→ **INSTRUÇÕES A SEGUIR**:
Responda a estas perguntas a partir do texto:
1. De que data é o DL n° 20-A/90?
2. Em que artigo do RJIFA esteve previsto, desde Agosto de 1990, o crime de associação criminosa para a prática de crimes tributários?
3. Qual é o número de anos que o máximo da pena de prisão dos crimes imputados ao recorrente não ultrapassa?

→ **TEXTO PARA LEITURA**:

»»

Deste despacho interpôs o arguido "A" recurso, apresentando motivação com as seguintes “conclusões”:
1. Ao recorrente são imputados, em co-autoria, face ao teor de fls. 1241 e seguintes, um crime de fraude fiscal, p. e p. pelo artigo 23°, n° 1, 2, als. a), b) e c), 3, als. a), b) e) e f) e 4 do DL n° 20-A/90, de 15 de Janeiro e, actualmente, pelo artigo 103°, n° 1 als. a), b) e c) e 104°, n° 1, als. a), d) e e) e 2 da Lei 15/01, de 5 de Junho e um crime de associação criminosa, p. e p. pelo artigo 299°, n° 1 e 3 do CP e actualmente, p. e p. pelo artigo 89°, n° 1 e 3 da aludida Lei 15/01.
2. O crime de associação criminosa para a prática de crimes tributários, ao contrário do aí referido, nunca esteve previsto no artigo 299°, n° 1 e 3, do CP, mas, desde Agosto de 1990, no artigo 34° do RJIFA - e durante mais de 10 anos - e, desde Julho de 2001, no artigo 89° do RGIT.
3. Aliás, toda a gente conhece, por ter sido discutida até ao paroxismo, desde a vigência do DL 187/83 de 13 de Maio, a problemática da associação criminosa atinente a crimes tributários.
4. Fazendo a sinopse dos factos atribuídos ao recorrente e das normas a que são subsumíveis, resulta, sem qualquer discussão, o seguinte: os crimes imputados ao recorrente não são puníveis com pena de prisão de máximo superior a 8 anos; - os crimes imputados ao recorrente nenhum deles está previsto nas várias alíneas do n° 2 do artigo 215° do CPP.

««

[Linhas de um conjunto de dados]

»»

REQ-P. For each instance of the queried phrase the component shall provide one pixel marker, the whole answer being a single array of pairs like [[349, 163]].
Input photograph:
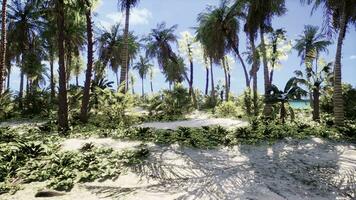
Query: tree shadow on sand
[[290, 169]]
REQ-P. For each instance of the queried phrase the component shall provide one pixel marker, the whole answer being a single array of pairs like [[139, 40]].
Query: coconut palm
[[143, 66], [62, 94], [3, 43], [87, 8], [314, 80], [126, 6], [309, 46], [159, 46], [291, 91], [109, 48], [25, 24], [339, 15]]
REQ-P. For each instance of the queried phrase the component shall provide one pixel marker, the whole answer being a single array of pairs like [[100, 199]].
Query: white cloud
[[137, 17]]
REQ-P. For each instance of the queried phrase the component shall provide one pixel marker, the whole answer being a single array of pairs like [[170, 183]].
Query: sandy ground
[[290, 169], [196, 119]]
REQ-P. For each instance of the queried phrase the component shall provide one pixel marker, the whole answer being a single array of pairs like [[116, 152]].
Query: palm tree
[[109, 48], [62, 94], [3, 43], [143, 66], [25, 24], [343, 14], [188, 47], [315, 80], [125, 6], [88, 74], [159, 46], [291, 91], [309, 46]]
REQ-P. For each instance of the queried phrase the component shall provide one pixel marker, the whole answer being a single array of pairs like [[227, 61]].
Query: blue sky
[[184, 13]]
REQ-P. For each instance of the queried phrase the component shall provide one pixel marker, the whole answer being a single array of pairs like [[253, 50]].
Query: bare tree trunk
[[207, 81], [53, 91], [62, 94], [226, 81], [316, 104], [125, 51], [143, 89], [88, 74], [338, 99], [255, 69], [3, 44], [268, 106], [212, 80]]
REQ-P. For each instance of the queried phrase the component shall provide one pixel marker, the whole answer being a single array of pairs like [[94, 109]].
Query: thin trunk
[[254, 77], [236, 49], [207, 81], [8, 75], [283, 113], [125, 51], [143, 89], [226, 81], [51, 64], [151, 83], [22, 77], [62, 94], [338, 99], [316, 104], [268, 106], [89, 71], [3, 44], [212, 80]]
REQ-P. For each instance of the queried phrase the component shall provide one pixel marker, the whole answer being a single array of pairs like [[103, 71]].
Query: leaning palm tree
[[315, 80], [109, 48], [309, 46], [343, 14], [291, 91], [3, 43], [125, 6], [87, 8], [143, 66]]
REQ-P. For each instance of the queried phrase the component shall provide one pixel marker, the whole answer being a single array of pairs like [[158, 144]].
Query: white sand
[[290, 169]]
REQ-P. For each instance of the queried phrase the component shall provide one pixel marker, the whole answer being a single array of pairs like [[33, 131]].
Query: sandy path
[[224, 122], [289, 169]]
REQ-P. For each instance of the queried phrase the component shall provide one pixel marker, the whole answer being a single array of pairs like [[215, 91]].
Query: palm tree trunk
[[316, 104], [338, 99], [151, 83], [268, 106], [254, 77], [88, 75], [125, 51], [207, 81], [236, 49], [226, 81], [3, 44], [143, 89], [283, 113], [62, 94], [212, 80], [51, 64]]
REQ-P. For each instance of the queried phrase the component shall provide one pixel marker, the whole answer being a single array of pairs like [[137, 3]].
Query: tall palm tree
[[143, 66], [25, 24], [309, 46], [62, 94], [159, 46], [343, 14], [88, 6], [3, 43], [125, 6], [109, 48]]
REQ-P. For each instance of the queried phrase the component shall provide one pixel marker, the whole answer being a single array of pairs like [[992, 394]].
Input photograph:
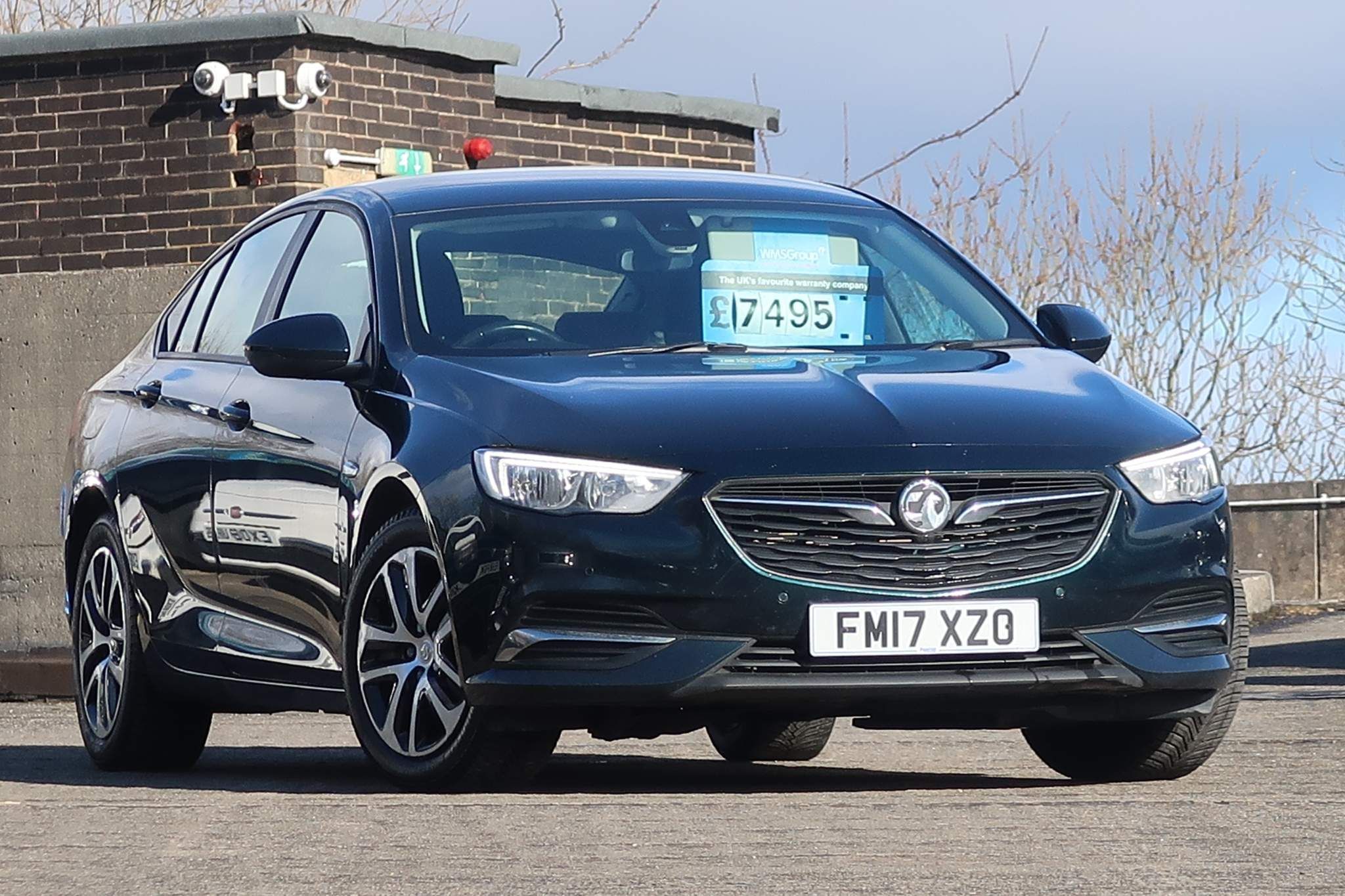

««

→ **RESPOSTA RESOLVIDA**:
1. De 15 de Janeiro.
2. No artigo 34°.
3. 8 anos.